# Tool Backpack



## Black Dog (Oct 16, 2011)

M-8 said:


> Does anyone own a tool backpack? Milwaukee, Klein tools, and veto pro pac seem to be the top ones. I saw the Milwaukee and Klein at HD. Thinking about picking one up. I like the veto but I can't afford it.


Buy the cheap one first to see if you like it:thumbsup:


----------



## Grogan14 (Jul 16, 2009)

No interest in tool backpacks, but I suppose if you work for someone else and have a long commute on public transportation or something.


----------



## johnny_a (Sep 22, 2013)

i have the klein bag. i like it overall, i wasnt to sure if i would but for service work or anytime you gotta walk a mile with your hands full, its great. 
one downside is the extra parts i used to have in the bottom of my pouch dont tend to be thrown in as often, which sucks when you're looking for an extra locknut or something.
also great when your van is a mess and your bag tends to tip over and spill everywhere


----------



## M-8 (Aug 17, 2011)

Yeah. I have other tool bag too but I need something I can take up and down the ladder. Do u have any pics?


----------



## RIVETER (Sep 26, 2009)

M-8 said:


> Does anyone own a tool backpack? Milwaukee, Klein tools, and veto pro pac seem to be the top ones. I saw the Milwaukee and Klein at HD. Thinking about picking one up. I like the veto but I can't afford it.


Do you own a car?


----------



## 3D Electric (Mar 24, 2013)

We all use the Klein backpacks. They make it very easy to organize and keep everything straight. I found it difficult to change over from my tool belt to the backpack but once I got used to it I like it better.


----------



## 99cents (Aug 20, 2012)

How is it better to have your tools on your back when you're at the top of a ladder?


----------



## Going_Commando (Oct 1, 2011)

99cents said:


> How is it better to have your tools on your back when you're at the top of a ladder?


That's what back pockets or a nail apron rig is for.


----------



## drewsserviceco (Aug 1, 2014)

99cents said:


> How is it better to have your tools on your back when you're at the top of a ladder?



What your asking is the same as taking your toolbox to the top of a ladder. The backpack is just to transport the tools to your work area same as a box, bucket or bag, not to work out of.
====
*Work to do*. Write out the part of the tool backpack thread that opens with the words containing "No interest in" and closes with "full, its great.". The data after this point is separate from the tool backpack thread.

*Raw records*.
====
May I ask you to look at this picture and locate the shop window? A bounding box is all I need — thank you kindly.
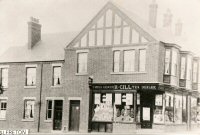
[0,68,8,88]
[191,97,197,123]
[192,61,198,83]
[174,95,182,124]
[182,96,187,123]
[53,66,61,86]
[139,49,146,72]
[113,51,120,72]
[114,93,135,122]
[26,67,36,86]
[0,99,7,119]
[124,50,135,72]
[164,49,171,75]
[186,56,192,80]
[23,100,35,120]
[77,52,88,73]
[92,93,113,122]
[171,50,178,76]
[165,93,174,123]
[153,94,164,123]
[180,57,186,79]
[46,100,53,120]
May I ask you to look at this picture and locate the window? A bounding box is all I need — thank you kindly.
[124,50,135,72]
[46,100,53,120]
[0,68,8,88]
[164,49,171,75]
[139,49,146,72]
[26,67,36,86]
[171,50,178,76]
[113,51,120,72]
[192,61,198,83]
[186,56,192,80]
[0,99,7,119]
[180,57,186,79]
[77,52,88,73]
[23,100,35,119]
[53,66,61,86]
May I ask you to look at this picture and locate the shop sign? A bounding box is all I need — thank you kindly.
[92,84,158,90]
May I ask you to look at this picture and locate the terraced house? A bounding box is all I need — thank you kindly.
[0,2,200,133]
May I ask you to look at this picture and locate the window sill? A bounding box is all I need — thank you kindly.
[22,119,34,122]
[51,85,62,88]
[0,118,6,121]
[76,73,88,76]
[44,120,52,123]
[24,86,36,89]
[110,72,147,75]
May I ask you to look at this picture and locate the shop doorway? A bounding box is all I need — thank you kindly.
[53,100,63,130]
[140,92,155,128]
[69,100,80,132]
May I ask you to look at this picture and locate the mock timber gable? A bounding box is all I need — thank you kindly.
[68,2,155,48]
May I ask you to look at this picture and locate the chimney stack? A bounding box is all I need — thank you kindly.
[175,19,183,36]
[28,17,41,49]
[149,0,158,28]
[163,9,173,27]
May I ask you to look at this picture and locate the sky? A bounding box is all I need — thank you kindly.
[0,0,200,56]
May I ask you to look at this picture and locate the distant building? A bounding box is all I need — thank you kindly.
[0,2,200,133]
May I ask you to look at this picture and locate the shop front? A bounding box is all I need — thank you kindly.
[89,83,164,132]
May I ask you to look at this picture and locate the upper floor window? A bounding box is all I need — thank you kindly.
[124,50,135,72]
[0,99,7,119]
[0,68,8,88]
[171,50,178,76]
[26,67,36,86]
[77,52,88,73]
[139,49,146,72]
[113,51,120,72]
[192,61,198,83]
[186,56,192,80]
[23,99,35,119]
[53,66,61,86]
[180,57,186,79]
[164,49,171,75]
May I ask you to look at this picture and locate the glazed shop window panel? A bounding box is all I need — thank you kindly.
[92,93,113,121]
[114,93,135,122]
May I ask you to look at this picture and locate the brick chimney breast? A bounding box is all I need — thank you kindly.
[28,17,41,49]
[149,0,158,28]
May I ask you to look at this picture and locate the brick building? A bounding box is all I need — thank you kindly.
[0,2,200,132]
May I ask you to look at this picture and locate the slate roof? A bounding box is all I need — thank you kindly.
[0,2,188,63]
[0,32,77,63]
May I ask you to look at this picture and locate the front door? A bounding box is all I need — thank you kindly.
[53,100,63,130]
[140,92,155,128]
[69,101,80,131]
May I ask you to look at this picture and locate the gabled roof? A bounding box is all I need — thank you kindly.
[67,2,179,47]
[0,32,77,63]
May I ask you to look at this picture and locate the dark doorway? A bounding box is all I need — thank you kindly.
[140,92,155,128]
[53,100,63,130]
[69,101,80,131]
====
*Written solution*.
No interest in tool backpacks, but I suppose if you work for someone else and have a long commute on public transportation or something.


----------



## johnny_a (Sep 22, 2013)

i have the klein bag. i like it overall, i wasnt to sure if i would but for service work or anytime you gotta walk a mile with your hands full, its great.